Task details
Copy all of the material below word for word, keeping every line unchanged and in its original order.

[Pointing records for named objects]
--*--

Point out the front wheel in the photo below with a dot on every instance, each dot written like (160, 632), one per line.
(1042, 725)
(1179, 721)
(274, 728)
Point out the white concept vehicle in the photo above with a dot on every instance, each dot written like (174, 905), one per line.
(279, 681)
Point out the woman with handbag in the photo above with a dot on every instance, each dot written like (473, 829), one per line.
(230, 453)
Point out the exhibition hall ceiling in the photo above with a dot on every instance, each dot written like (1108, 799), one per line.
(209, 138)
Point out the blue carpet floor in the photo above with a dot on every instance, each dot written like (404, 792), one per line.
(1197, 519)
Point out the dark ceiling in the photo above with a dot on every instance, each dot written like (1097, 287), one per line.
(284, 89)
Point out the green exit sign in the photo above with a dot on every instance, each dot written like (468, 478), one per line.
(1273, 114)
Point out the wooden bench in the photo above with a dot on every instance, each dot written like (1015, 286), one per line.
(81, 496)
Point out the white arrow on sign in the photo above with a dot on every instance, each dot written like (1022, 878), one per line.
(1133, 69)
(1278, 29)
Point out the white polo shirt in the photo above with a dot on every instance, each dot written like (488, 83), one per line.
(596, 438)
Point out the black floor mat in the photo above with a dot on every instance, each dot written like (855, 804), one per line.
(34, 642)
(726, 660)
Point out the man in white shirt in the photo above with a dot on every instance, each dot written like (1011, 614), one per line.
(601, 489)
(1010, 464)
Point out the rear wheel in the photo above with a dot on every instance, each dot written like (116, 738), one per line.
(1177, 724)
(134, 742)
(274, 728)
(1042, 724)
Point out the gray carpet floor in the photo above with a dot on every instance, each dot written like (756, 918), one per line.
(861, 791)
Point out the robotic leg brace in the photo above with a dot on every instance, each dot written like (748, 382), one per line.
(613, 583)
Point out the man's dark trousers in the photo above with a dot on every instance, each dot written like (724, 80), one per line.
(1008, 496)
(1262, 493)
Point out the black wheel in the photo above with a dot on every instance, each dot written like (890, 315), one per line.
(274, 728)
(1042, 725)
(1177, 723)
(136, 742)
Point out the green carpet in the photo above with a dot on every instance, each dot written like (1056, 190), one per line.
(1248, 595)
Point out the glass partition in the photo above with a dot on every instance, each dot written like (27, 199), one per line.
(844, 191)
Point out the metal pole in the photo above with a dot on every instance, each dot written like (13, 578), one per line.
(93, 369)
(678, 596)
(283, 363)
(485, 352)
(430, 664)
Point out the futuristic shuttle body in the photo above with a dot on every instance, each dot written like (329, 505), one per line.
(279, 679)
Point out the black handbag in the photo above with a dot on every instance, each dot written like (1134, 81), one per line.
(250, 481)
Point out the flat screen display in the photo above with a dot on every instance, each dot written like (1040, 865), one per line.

--*--

Solution
Point out the front wheel in the photo below with a dot on every instance, each dot written like (160, 632), one per line.
(1042, 725)
(1179, 721)
(274, 728)
Point out the white concept vehicle in the photo above with a dot on every instance, each dot written like (174, 905), one per line.
(279, 681)
Point out the woman with handbag in the photo above with a dot on every instance, each dot written like (473, 829), one per line.
(230, 453)
Point out the exhibition hall ceiling in the photo above with a dot on every instance, each dot written like (1108, 799), one per line.
(209, 138)
Point out the blue carpet floor in the photo above with a dot on every instance, each dot written like (404, 792), one per line.
(1197, 519)
Point out the dark ceiling in the photo above with a dot on every instance, each dot written like (1097, 287), one per line.
(284, 89)
Point out the green exit sign in the photo above with a dot on every instance, each dot written like (468, 478), one per line.
(1273, 114)
Point out the wooden bench in the photo above with a dot on every instance, each dot written like (1015, 286), one per line.
(81, 496)
Point out the white arrow on sign in the photo above with a dot on every instance, each dot written like (1022, 878), one per line.
(1133, 69)
(1278, 29)
Point out the white polo shirt in the photo above with a dot on every instance, each dot written like (488, 83), one per line.
(596, 438)
Point out the black floor mat in the photo above with a dot on every instance, each dot written like (855, 804), one per line.
(34, 642)
(726, 660)
Point out the man in white shirt in the photo above with a dot on every instance, each dot written like (1011, 614), one per line.
(601, 489)
(1010, 464)
Point out the rear wheel in the photo above with a dot on every instance, each dot written like (116, 738), one per line.
(1177, 724)
(134, 742)
(274, 728)
(1042, 724)
Point out the gray carpet floor in the photo above with a dot on every instance, each dot written like (756, 918), one per line.
(861, 791)
Point out the robotic leg brace in the photo above with a dot on every instance, each dot written like (748, 382), one per line.
(613, 583)
Point out the man's dark trousers in the photo above with a dot on every instance, each dot written like (724, 80), one per line.
(1008, 496)
(1262, 493)
Point out the black wheel in the photo above with a dot on every instance, each dot written like (890, 315), one per line.
(274, 728)
(1042, 725)
(1177, 723)
(136, 742)
Point out the green carpet in the photo above with a dot on every instance, each dot written like (1056, 190), one per line.
(1248, 595)
Point out the glass partition in the photo above with a dot on every instance, each dot written like (27, 199), one per line.
(844, 191)
Point out the metal pole in the photo above with a dot on every instance, each dot written like (13, 578), one per line.
(93, 369)
(678, 596)
(283, 363)
(485, 352)
(430, 664)
Point out the futuristic shuttle body in the photo above with a dot on every instance, each dot written like (329, 505), one per line.
(279, 679)
Point out the black handbag in the photo above with a dot on every instance, each dot written like (1134, 81), one per line.
(250, 481)
Point out the flat screen display in the photo above with a dot on every instance, each dot written like (1040, 865), one per line.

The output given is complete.